◆ INFORMATION SHOWN:
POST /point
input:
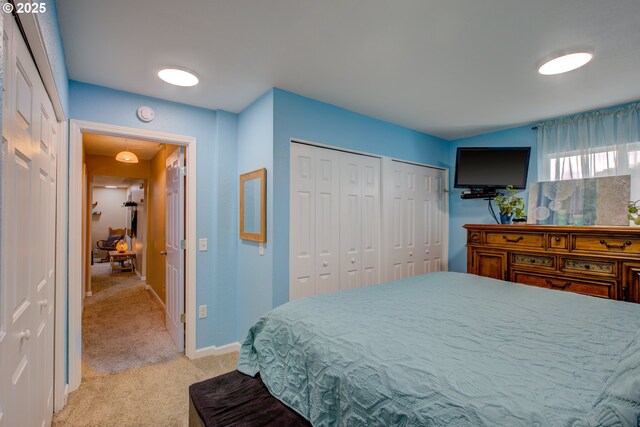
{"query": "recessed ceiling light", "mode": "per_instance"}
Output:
(565, 62)
(178, 76)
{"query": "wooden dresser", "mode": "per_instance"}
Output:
(598, 261)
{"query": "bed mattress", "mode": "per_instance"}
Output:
(451, 349)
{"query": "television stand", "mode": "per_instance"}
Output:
(479, 193)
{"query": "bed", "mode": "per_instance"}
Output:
(451, 349)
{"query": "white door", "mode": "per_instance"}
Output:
(417, 220)
(350, 221)
(334, 221)
(28, 241)
(360, 220)
(174, 276)
(302, 226)
(327, 221)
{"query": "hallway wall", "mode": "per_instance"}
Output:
(110, 202)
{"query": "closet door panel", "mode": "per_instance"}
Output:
(350, 221)
(370, 221)
(303, 221)
(396, 224)
(327, 229)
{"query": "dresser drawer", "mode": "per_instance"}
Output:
(588, 266)
(599, 289)
(515, 239)
(536, 261)
(620, 244)
(558, 241)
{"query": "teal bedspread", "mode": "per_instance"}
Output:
(451, 349)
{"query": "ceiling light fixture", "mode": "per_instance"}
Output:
(178, 76)
(565, 62)
(126, 156)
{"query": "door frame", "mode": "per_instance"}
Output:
(75, 291)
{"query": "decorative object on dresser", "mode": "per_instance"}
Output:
(590, 201)
(597, 261)
(633, 213)
(509, 205)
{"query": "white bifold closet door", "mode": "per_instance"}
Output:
(416, 220)
(30, 138)
(334, 221)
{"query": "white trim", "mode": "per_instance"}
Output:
(75, 249)
(31, 25)
(362, 153)
(60, 385)
(154, 294)
(217, 351)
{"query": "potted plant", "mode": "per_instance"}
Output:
(633, 212)
(509, 205)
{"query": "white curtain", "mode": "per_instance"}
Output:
(602, 143)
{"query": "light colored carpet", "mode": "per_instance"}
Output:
(152, 395)
(123, 325)
(132, 373)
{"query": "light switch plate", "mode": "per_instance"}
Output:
(202, 312)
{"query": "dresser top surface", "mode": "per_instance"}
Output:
(556, 228)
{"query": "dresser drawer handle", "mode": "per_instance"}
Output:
(620, 246)
(558, 285)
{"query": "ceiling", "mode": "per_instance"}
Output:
(449, 68)
(101, 181)
(105, 145)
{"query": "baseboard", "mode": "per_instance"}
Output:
(217, 350)
(153, 292)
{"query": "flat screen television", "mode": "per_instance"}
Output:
(485, 169)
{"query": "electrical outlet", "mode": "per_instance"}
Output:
(202, 312)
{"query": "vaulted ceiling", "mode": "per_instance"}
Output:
(449, 68)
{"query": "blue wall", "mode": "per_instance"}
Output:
(299, 117)
(216, 137)
(475, 211)
(255, 151)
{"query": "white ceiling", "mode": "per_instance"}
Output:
(105, 145)
(449, 68)
(101, 181)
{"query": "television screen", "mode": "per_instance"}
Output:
(492, 167)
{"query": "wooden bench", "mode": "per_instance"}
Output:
(235, 399)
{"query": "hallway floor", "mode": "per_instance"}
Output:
(132, 373)
(123, 324)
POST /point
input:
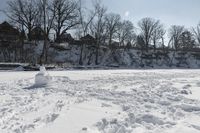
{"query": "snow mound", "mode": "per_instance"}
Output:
(42, 78)
(20, 68)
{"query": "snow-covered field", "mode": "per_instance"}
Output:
(101, 101)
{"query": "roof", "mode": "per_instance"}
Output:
(88, 37)
(6, 28)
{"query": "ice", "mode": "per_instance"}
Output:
(100, 101)
(42, 78)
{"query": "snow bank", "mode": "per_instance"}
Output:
(42, 78)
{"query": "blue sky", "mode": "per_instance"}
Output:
(170, 12)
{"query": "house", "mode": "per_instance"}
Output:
(88, 40)
(8, 34)
(37, 34)
(66, 38)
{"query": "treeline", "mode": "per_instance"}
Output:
(57, 17)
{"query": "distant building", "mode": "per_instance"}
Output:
(8, 34)
(37, 34)
(66, 38)
(88, 40)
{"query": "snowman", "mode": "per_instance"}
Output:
(43, 77)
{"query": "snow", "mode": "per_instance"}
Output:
(42, 78)
(101, 101)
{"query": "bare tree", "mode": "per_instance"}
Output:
(196, 32)
(112, 25)
(158, 36)
(47, 16)
(147, 27)
(175, 33)
(83, 28)
(23, 12)
(125, 32)
(187, 40)
(66, 16)
(97, 27)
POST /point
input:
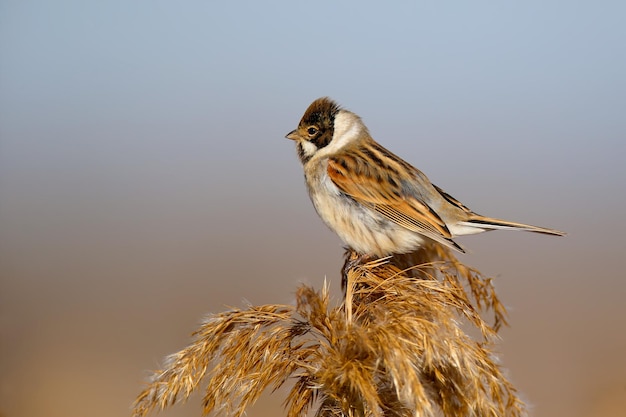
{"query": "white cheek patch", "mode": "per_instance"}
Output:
(308, 148)
(348, 128)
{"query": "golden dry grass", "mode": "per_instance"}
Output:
(394, 347)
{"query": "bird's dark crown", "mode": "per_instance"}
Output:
(321, 116)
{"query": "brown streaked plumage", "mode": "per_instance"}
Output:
(376, 202)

◆ EXERCISE:
The lines above that hold the word "dresser" should be found and copied out.

◆ EXERCISE SOLUTION:
{"query": "wooden dresser", "mode": "per_instance"}
{"query": "dresser drawer", "mode": "per_instance"}
{"query": "decorative object on dresser", "mode": "per_instance"}
{"query": "dresser top surface", "mode": "per_instance"}
{"query": "dresser drawer handle", "mode": "per_instance"}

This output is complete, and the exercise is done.